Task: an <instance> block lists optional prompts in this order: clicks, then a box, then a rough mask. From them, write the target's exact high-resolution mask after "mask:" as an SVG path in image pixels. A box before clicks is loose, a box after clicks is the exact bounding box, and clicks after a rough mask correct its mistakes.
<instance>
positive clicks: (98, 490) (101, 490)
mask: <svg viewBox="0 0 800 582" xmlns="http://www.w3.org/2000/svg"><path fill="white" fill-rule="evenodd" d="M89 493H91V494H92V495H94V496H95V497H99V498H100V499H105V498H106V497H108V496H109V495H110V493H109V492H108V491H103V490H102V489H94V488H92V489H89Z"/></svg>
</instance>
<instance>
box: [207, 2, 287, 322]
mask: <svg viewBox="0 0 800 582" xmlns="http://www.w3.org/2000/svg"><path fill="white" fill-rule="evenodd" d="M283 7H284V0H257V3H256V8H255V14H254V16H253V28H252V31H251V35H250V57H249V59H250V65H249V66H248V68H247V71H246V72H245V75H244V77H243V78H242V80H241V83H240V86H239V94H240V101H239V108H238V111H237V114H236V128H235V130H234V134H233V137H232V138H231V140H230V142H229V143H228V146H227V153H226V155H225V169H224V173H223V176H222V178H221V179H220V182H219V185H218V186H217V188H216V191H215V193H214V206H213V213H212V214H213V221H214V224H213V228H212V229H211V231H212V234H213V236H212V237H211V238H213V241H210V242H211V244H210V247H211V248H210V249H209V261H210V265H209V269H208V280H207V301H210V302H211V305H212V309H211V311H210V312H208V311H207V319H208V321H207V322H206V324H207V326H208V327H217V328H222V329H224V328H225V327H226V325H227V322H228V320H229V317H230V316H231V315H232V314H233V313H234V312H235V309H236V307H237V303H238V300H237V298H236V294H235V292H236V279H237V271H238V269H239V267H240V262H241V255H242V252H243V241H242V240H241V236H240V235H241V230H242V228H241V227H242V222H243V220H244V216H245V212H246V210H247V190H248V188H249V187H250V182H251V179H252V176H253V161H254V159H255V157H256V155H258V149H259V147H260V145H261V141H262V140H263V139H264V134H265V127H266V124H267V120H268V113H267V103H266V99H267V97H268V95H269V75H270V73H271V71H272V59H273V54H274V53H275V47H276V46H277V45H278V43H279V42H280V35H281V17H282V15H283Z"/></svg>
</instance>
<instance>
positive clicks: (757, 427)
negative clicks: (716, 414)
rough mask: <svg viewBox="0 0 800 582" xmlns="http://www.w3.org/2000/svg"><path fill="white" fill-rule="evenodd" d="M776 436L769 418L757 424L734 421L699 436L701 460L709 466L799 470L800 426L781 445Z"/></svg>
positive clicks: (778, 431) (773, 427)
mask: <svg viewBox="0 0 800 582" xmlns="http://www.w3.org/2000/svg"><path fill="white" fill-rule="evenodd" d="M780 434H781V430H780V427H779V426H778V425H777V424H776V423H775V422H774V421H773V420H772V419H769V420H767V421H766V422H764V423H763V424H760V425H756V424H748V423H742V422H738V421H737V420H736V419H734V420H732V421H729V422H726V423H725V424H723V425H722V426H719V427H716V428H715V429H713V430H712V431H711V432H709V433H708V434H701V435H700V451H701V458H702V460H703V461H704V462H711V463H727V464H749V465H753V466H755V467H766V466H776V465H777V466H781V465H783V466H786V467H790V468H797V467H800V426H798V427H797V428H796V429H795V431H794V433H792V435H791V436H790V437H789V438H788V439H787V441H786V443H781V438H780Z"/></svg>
^^^^
- **Your task**
The records shown earlier should all be returned verbatim.

- **Task response**
Task: an <instance> block lists optional prompts in this order: clicks, then a box, then a rough mask. From them, write the target's exact high-resolution mask after "mask:" as an SVG path in image pixels. A box before clicks is loose, a box after clicks is the exact bounding box, and clicks after a rough mask correct its mistakes.
<instance>
positive clicks: (98, 490) (101, 490)
mask: <svg viewBox="0 0 800 582" xmlns="http://www.w3.org/2000/svg"><path fill="white" fill-rule="evenodd" d="M89 493H91V494H92V495H94V496H95V497H99V498H100V499H105V498H106V497H108V496H109V495H110V493H109V492H108V491H103V490H102V489H94V488H92V489H89Z"/></svg>
</instance>
<instance>
box: [207, 2, 287, 322]
mask: <svg viewBox="0 0 800 582" xmlns="http://www.w3.org/2000/svg"><path fill="white" fill-rule="evenodd" d="M283 7H284V0H257V3H256V8H255V14H254V16H253V28H252V31H251V35H250V57H249V59H250V65H249V66H248V68H247V71H246V72H245V75H244V77H243V78H242V80H241V83H240V86H239V94H240V101H239V108H238V111H237V114H236V128H235V130H234V134H233V137H232V138H231V140H230V142H229V143H228V146H227V153H226V155H225V169H224V173H223V176H222V178H221V179H220V182H219V185H218V186H217V188H216V191H215V193H214V206H213V213H212V214H213V221H214V224H213V228H212V229H211V231H212V234H213V236H212V237H211V238H213V241H210V242H211V244H210V247H211V248H210V249H209V261H210V265H209V269H208V280H207V301H210V302H211V305H212V309H211V311H210V312H208V311H207V319H208V321H207V322H206V324H207V326H208V327H217V328H222V329H224V328H225V327H226V325H227V322H228V320H229V317H230V316H231V315H232V314H233V313H234V312H235V309H236V307H237V303H238V300H237V298H236V294H235V292H236V279H237V271H238V269H239V267H240V262H241V255H242V252H243V241H242V240H241V236H240V235H241V230H242V228H241V227H242V222H243V220H244V216H245V212H246V210H247V190H248V188H249V187H250V182H251V179H252V176H253V161H254V159H255V157H256V155H258V149H259V147H260V145H261V141H262V140H263V139H264V134H265V127H266V124H267V120H268V113H267V103H266V99H267V97H268V95H269V75H270V73H271V71H272V59H273V54H274V53H275V47H276V46H277V45H278V43H279V42H280V35H281V17H282V15H283Z"/></svg>
</instance>
<instance>
positive clicks: (757, 427)
negative clicks: (716, 414)
rough mask: <svg viewBox="0 0 800 582" xmlns="http://www.w3.org/2000/svg"><path fill="white" fill-rule="evenodd" d="M776 436L769 418L757 424L734 421L699 436L701 460L709 466L799 470L800 426L781 445Z"/></svg>
positive clicks: (778, 431) (773, 427)
mask: <svg viewBox="0 0 800 582" xmlns="http://www.w3.org/2000/svg"><path fill="white" fill-rule="evenodd" d="M780 434H781V430H780V427H779V426H778V425H777V424H776V423H775V422H774V421H773V420H772V419H769V420H767V421H766V422H764V423H763V424H760V425H756V424H748V423H742V422H738V421H737V420H736V419H734V420H732V421H729V422H726V423H725V424H723V425H722V426H719V427H716V428H715V429H713V430H712V431H711V432H709V433H708V434H701V435H700V451H701V458H702V460H703V461H704V462H711V463H727V464H749V465H753V466H755V467H766V466H776V465H777V466H781V465H783V466H786V467H790V468H797V467H800V426H798V427H797V428H796V429H795V431H794V433H792V435H791V436H790V437H789V438H788V439H787V441H786V443H781V438H780Z"/></svg>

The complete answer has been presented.